- **SOURCE**:
** start **
Global buffers can be mapped in usermode, the penalty for a bad actor would get magnified as it could kill an unsuspecting other process, which is why I also indicated them as potentially challenging. There is currently also a global buffer lock optimization implemented with system lock. That particular optimization is an enormous win in simple 'get next' processing and cache hits. without that (pre 7.3), every entry into a buffer would at lease convert a lock to up, and down again on exit. with the optimization the system lock guarantees that the right version of bucket data is in the buffer. That is a massive locking (and thus kernel mode or even MPsync time) win.


Hoff> And there's an open question around how beneficial RMS global buffers
Hoff> might be in practice, given current SSD transfer speeds are approaching

Indeed. But that lock optimization I just mentioned is nowadays more important with the caching XFC and faster and faster (caching) IO, for that alone global buffers as a big win.
** end **
Repeat the section of the global buffers discussion that starts with "Global buffers can" and goes on through "MPsync time) win.", word for word.

- **DATASET EXCERPT**:
** start **
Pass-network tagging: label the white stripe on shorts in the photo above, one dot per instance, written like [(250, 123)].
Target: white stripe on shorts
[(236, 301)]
** end **
- **SOLUTION TO THIS TASK**:
Global buffers can be mapped in usermode, the penalty for a bad actor would get magnified as it could kill an unsuspecting other process, which is why I also indicated them as potentially challenging. There is currently also a global buffer lock optimization implemented with system lock. That particular optimization is an enormous win in simple 'get next' processing and cache hits. without that (pre 7.3), every entry into a buffer would at lease convert a lock to up, and down again on exit. with the optimization the system lock guarantees that the right version of bucket data is in the buffer. That is a massive locking (and thus kernel mode or even MPsync time) win.